[Reading text]

+ + + +

Shame. I find that odd since it literally just "moves" the file, I see no delete function in the source.
I took a bit further look, and it never stores the public key on your system. It sends your computer name ("My-PC" or whatever) to the server, which only uses that to store it in the database with a totally random private 2048-bit RSA key. The public key is spit back to the malware, which simply holds it in memory to encrypt the encryption key, which is sent back to the server and stored in the database (assigned to your computer name, which once again could collide with another user's computer name very easily). The password for your files is a 32-character password randomly generated string, which is only ever sent to the server encrypted. The file itself contains no data, the entire thing is encrypted with no "header", and the ransom note has nothing to uniquely identify you; only your computer name.
Seems like a mishap for grand-scale operations on their end, as you would not be able to decrypt the data if the user formats the computer or simply re-names their computer.
I have only two ideas.
1. If network activity was captured during the infection time, we'd have the encrypted keys that would need to be cracked (I think one is RSA, so there would be "some" chance in time), but this is very unlikely unless you are recording with Wireshark all the time randomly... even if a firewall caught the URL and such out-bound, the data is sent with POST, so it wouldn't be usually saved easily.
2. Brute-force. I'm crunching numbers to see if this would be feasible. I see something that makes me think it is, but it's so easy to not realize how off the odds are when you're dealing with huge numbers (read: I'm still learning, lol).
As an aside, how did you find that Pastebin page with the source? Was it just by searching the ".magic", and we're assuming this is the exact same source as what hit you? Or was it left behind on the system and you posted it there?

+ + + +

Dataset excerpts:
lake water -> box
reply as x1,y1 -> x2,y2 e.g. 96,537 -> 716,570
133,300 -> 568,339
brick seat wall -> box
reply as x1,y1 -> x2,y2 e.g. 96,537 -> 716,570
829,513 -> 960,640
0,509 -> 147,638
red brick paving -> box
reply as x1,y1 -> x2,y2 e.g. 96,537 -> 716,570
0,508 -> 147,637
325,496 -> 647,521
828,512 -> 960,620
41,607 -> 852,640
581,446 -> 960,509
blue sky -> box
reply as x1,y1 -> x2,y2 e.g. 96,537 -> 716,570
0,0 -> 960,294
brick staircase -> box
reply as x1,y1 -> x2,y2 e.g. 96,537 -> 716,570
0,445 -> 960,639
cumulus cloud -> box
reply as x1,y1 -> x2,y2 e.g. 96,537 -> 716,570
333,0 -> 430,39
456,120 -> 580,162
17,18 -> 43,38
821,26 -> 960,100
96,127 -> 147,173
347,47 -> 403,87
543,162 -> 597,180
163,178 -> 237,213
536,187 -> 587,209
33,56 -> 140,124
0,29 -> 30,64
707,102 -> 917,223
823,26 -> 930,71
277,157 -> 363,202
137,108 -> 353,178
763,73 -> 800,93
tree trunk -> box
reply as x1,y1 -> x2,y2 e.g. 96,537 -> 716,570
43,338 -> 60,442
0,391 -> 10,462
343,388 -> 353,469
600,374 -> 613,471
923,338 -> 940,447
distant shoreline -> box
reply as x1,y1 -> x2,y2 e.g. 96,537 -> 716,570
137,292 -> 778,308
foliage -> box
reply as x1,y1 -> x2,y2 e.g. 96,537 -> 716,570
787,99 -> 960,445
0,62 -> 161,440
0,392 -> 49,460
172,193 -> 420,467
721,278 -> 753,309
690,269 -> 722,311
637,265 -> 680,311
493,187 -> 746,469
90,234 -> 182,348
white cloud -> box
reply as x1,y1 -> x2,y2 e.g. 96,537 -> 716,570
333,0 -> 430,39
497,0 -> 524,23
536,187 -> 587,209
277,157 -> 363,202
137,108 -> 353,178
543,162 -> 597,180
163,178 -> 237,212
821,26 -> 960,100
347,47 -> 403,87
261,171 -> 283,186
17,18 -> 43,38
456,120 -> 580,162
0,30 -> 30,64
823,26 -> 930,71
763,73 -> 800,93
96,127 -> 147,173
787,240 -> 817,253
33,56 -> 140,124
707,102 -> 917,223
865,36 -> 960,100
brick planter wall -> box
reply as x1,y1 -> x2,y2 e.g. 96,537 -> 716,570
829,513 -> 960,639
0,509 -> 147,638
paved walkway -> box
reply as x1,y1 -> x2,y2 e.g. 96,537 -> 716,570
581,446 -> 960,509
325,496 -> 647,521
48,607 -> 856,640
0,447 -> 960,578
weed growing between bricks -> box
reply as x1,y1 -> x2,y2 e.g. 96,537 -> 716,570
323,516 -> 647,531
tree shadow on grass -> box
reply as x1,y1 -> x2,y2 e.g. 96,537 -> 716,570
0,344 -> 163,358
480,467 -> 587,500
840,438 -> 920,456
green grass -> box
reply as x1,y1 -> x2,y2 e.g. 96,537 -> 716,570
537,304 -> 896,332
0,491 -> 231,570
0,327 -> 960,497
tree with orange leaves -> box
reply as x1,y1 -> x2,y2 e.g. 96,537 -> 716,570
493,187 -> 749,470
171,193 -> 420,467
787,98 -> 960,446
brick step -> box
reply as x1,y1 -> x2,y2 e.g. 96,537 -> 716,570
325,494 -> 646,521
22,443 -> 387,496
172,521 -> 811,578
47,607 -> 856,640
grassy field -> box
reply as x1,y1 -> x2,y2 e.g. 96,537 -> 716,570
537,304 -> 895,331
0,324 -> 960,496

+ + + +

[Exercises]
1. According to the ransomware post, why would a firewall that caught the outbound URL usually fail to preserve the data sent to the server? Answer in one to three sentences.
2. Does the ransomware post agree with each statement below? Answer yes or no for each, and quote the deciding words of the post.
(a) The malware stores the public key on the victim's system.
(b) The password for the files is a randomly generated 32-character string.
(c) The ransom note contains something that uniquely identifies the victim.
These rows are separate material and have no connection to the ransomware post.

[Numbered answers]
1. The data is sent with POST, so it would not usually be saved easily, even if a firewall caught the outbound URL.

2.
(a) No: "it never stores the public key on your system."
(b) Yes: "The password for your files is a 32-character password randomly generated string"
(c) No: "the ransom note has nothing to uniquely identify you; only your computer name."